## Task statement
Pick out every line in the rows below that contains the word "tunic", and copy each of those lines.

## Exercise inputs
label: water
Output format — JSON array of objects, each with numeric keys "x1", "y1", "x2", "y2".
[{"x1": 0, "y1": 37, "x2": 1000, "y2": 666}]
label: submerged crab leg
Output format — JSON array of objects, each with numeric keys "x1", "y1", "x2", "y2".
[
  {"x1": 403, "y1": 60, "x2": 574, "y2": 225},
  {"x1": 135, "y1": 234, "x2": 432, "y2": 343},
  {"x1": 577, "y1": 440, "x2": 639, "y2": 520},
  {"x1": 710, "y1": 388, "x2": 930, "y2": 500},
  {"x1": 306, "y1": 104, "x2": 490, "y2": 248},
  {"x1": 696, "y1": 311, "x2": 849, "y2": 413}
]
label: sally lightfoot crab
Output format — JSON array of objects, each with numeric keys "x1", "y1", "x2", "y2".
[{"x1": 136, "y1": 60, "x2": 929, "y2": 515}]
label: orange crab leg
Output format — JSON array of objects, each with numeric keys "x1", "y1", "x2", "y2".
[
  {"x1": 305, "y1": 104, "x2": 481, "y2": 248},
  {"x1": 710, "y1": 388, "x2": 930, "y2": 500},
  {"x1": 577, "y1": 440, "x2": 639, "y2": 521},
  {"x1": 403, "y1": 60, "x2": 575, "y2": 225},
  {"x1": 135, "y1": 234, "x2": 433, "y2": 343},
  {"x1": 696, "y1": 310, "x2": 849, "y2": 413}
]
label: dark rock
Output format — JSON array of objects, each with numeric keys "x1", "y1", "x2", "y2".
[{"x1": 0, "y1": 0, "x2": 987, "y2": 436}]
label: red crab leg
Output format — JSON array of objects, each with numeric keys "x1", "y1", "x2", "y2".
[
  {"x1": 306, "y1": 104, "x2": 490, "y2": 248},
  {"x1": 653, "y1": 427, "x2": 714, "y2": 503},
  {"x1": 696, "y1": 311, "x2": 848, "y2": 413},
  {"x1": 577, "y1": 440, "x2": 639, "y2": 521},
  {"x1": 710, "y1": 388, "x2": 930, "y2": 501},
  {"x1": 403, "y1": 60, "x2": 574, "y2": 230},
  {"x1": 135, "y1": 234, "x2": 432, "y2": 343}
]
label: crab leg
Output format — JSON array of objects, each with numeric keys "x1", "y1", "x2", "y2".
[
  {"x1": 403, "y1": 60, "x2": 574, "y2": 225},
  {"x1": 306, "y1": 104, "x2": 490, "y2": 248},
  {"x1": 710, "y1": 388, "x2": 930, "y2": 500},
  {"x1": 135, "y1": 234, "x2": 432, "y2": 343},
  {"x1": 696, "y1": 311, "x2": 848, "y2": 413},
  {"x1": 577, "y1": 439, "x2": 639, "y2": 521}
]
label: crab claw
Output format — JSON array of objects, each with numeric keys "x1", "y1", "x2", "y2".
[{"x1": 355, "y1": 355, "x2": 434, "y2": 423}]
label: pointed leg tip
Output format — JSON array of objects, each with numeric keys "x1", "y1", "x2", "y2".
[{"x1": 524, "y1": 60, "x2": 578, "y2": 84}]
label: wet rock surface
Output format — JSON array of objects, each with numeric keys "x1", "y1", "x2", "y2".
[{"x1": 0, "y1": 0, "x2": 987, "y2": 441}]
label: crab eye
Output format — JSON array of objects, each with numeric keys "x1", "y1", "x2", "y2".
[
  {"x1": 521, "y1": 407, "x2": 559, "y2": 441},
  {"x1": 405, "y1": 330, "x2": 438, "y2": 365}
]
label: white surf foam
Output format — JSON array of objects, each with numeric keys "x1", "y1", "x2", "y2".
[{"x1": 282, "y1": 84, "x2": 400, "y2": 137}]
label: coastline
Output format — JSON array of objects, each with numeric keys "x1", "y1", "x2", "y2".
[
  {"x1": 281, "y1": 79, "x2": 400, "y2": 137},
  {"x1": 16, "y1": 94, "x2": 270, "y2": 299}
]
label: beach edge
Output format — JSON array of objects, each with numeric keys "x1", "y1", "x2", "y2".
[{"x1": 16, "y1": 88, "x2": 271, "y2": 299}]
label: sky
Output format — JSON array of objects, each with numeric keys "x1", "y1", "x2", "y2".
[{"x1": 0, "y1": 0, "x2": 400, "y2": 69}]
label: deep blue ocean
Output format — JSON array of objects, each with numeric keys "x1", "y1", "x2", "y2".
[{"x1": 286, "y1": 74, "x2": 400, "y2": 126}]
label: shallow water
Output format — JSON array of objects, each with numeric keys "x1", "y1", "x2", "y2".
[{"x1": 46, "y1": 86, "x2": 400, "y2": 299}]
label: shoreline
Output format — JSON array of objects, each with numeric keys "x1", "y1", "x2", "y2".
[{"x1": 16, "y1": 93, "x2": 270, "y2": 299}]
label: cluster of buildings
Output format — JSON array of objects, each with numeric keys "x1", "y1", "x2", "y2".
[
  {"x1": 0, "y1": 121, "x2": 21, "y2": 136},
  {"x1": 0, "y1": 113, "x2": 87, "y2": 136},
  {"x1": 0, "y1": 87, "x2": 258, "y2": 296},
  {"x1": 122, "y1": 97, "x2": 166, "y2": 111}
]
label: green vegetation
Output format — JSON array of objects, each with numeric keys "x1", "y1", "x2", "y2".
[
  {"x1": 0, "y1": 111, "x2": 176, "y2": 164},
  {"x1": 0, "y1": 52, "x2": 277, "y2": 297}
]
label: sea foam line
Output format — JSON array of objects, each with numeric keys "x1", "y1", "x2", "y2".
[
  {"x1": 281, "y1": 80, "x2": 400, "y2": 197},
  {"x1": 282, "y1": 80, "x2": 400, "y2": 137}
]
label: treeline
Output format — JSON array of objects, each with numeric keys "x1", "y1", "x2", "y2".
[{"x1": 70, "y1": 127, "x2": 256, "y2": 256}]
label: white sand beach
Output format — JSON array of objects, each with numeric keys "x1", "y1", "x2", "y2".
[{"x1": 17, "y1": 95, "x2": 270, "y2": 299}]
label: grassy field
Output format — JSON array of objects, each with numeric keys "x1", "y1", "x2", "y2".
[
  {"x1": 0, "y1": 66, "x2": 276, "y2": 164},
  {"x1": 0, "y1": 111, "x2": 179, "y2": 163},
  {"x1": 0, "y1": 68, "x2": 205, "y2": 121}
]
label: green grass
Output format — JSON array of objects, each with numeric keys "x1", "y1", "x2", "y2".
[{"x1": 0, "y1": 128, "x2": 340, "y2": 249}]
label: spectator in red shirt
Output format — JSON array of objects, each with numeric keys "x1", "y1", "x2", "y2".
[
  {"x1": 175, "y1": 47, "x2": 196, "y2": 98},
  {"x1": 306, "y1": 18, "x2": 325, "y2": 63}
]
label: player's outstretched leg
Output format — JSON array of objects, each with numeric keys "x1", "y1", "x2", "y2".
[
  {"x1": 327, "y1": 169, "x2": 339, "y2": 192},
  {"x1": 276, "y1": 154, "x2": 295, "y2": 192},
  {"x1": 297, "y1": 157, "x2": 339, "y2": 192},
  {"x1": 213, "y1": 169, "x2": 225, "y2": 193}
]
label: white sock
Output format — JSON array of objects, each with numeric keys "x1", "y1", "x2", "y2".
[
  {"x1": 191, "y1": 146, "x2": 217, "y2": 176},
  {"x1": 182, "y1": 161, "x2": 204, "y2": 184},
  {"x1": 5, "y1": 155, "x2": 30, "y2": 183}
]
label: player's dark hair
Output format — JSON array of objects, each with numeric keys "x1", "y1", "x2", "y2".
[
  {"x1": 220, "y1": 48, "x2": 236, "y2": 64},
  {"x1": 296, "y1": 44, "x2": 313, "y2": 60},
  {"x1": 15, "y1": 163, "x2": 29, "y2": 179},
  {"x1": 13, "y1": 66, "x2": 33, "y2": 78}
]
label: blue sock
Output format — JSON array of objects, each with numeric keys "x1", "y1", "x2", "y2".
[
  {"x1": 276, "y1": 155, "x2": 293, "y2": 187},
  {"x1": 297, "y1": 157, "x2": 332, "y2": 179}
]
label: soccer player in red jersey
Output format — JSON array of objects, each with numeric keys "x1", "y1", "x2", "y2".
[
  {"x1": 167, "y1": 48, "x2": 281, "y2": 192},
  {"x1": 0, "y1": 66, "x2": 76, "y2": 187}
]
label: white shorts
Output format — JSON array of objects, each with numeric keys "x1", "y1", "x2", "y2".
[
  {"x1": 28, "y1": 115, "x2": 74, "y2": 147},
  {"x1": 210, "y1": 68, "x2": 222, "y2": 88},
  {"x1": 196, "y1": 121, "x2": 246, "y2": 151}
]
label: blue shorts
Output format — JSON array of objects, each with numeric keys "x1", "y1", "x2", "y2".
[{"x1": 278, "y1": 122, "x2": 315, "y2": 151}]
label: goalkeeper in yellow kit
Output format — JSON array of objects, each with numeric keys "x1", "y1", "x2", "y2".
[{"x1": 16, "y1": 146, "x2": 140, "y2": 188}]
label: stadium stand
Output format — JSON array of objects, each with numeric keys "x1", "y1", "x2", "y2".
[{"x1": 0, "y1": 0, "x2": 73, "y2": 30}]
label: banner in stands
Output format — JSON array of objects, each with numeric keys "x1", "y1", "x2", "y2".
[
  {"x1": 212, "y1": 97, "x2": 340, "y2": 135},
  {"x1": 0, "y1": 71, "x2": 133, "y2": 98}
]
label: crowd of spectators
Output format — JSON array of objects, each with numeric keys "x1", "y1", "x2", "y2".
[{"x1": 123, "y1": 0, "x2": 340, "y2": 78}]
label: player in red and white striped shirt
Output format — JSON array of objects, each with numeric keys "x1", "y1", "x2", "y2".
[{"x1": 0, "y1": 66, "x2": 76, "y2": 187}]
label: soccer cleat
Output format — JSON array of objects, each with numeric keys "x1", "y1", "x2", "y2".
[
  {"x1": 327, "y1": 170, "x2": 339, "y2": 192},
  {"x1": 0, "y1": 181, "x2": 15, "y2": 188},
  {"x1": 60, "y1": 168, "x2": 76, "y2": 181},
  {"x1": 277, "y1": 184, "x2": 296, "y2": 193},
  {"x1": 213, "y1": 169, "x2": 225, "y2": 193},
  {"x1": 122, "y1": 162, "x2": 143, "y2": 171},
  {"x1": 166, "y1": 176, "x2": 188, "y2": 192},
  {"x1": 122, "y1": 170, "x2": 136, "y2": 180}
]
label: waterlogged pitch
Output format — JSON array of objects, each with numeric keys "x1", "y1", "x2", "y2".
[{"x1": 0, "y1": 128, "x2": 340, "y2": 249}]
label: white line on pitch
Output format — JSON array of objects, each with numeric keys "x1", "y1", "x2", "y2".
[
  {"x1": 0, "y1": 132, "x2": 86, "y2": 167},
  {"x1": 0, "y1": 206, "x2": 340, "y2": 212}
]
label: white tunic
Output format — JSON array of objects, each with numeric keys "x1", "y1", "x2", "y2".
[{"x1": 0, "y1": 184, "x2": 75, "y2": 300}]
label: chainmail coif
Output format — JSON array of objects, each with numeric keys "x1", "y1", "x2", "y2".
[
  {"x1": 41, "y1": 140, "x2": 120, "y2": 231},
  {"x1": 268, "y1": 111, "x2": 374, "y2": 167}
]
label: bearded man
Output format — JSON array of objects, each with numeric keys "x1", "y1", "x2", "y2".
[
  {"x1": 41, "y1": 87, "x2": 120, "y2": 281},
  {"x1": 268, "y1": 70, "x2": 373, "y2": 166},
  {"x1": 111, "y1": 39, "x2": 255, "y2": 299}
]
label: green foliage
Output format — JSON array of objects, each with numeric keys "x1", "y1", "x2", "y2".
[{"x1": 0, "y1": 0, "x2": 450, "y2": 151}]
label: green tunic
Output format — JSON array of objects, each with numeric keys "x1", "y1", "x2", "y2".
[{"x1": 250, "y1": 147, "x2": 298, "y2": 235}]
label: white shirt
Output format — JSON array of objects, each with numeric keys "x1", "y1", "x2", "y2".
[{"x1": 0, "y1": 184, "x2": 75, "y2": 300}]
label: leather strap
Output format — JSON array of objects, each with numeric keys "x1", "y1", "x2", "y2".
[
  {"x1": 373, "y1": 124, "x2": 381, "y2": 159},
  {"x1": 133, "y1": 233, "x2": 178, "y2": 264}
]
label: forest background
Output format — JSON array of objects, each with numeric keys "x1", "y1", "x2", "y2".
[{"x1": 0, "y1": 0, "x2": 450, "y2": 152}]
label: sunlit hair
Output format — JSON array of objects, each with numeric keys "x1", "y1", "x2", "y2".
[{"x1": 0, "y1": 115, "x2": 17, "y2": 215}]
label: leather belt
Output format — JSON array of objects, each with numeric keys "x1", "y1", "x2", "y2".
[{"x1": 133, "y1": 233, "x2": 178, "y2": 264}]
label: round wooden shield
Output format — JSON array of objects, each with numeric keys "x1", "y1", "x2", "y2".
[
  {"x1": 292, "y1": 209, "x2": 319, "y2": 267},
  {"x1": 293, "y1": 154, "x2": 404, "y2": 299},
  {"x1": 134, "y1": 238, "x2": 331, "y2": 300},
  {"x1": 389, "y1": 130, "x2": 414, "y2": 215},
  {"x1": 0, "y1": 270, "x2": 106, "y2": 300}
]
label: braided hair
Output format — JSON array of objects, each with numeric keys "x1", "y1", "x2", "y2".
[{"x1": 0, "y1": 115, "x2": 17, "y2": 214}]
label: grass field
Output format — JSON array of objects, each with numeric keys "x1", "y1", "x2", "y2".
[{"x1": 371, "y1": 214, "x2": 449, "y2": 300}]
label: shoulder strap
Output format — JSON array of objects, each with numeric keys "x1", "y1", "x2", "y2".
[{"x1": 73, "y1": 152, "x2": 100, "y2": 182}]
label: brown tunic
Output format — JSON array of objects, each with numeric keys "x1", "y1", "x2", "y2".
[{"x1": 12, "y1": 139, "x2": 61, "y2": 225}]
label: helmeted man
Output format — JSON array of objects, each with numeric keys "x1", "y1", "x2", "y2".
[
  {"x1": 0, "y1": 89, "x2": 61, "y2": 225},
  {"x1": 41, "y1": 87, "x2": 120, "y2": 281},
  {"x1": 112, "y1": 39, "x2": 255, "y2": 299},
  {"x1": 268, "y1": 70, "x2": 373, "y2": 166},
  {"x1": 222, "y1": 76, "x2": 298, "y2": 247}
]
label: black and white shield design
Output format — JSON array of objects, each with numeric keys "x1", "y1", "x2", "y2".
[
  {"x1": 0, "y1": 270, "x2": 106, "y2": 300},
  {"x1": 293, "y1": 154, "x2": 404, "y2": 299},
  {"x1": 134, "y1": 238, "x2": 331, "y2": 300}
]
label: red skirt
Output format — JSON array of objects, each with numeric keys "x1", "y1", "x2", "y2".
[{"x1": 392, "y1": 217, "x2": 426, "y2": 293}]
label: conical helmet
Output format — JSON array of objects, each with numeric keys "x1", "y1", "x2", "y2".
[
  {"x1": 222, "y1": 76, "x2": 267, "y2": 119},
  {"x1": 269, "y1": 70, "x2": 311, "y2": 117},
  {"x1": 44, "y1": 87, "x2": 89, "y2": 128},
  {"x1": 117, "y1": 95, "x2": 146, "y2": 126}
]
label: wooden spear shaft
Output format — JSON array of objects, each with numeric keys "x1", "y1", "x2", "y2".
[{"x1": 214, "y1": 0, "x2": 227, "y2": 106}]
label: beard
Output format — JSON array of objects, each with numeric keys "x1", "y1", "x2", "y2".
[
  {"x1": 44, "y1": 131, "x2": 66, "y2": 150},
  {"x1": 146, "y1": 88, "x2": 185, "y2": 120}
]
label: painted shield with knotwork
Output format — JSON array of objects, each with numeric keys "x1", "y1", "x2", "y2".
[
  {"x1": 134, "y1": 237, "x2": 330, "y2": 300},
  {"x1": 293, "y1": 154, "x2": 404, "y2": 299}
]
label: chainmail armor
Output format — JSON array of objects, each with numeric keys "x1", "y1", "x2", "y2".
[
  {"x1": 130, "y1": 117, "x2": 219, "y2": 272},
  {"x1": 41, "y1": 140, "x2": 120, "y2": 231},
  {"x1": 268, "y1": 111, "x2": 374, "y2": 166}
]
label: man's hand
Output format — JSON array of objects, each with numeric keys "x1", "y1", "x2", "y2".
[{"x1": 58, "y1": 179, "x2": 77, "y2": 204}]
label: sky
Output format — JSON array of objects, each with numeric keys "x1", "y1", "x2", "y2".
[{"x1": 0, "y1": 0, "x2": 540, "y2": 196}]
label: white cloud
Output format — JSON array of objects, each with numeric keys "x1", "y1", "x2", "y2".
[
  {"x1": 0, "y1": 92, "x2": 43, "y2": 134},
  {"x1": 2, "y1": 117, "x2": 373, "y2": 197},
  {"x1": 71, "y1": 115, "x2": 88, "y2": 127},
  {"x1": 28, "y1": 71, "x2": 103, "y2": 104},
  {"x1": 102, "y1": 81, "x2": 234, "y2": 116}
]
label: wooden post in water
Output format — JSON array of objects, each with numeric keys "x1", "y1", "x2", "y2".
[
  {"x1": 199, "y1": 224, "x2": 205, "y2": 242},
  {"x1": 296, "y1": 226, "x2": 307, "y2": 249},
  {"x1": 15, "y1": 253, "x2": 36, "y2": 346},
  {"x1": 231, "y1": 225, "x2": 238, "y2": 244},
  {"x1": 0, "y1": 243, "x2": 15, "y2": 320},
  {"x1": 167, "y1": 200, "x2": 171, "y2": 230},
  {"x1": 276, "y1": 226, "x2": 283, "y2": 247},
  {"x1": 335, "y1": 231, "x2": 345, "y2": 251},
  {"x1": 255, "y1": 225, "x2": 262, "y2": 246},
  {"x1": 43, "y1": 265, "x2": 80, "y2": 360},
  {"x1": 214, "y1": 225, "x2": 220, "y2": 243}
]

## Written answer
label: white tunic
label: green tunic
label: brown tunic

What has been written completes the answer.